§ Exercise brief
Search the entries below for the word "tree", then copy each line in which it is found.

Data extracts: Begin

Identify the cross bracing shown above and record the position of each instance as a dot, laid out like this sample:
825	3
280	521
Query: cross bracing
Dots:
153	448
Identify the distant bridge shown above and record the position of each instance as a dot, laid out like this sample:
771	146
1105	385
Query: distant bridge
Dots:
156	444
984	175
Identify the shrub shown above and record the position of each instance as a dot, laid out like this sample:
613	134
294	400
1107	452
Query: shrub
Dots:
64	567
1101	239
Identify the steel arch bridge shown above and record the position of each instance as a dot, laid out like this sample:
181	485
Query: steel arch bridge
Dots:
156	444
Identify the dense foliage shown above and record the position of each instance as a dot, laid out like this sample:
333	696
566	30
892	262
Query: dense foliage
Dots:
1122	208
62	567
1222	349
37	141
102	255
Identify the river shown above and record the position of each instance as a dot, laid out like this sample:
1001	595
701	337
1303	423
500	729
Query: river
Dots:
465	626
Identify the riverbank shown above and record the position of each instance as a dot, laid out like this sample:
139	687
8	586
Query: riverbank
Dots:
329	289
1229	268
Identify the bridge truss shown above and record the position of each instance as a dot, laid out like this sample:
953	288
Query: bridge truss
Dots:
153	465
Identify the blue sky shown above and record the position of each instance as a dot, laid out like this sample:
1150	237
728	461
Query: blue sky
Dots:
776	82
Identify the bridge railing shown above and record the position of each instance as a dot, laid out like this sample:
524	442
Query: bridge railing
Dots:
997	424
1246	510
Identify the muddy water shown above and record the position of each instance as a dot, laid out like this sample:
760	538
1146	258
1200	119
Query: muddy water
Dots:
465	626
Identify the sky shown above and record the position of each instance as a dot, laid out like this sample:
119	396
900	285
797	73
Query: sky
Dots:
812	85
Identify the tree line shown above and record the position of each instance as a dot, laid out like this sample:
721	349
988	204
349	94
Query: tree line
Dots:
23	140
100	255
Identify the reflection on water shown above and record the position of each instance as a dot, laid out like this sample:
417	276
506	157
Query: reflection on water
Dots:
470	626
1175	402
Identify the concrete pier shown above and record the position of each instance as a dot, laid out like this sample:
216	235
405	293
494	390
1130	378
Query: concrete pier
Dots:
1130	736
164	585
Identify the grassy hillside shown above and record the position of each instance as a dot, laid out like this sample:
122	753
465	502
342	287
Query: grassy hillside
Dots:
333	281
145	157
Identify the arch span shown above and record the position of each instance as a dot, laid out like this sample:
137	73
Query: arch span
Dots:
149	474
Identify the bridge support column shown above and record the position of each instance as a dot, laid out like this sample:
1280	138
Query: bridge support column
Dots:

Data extracts: End

§ Exercise solution
Identify the tree line shown above and record the position of each instance as a dot, laid out like this sample:
Query: tree line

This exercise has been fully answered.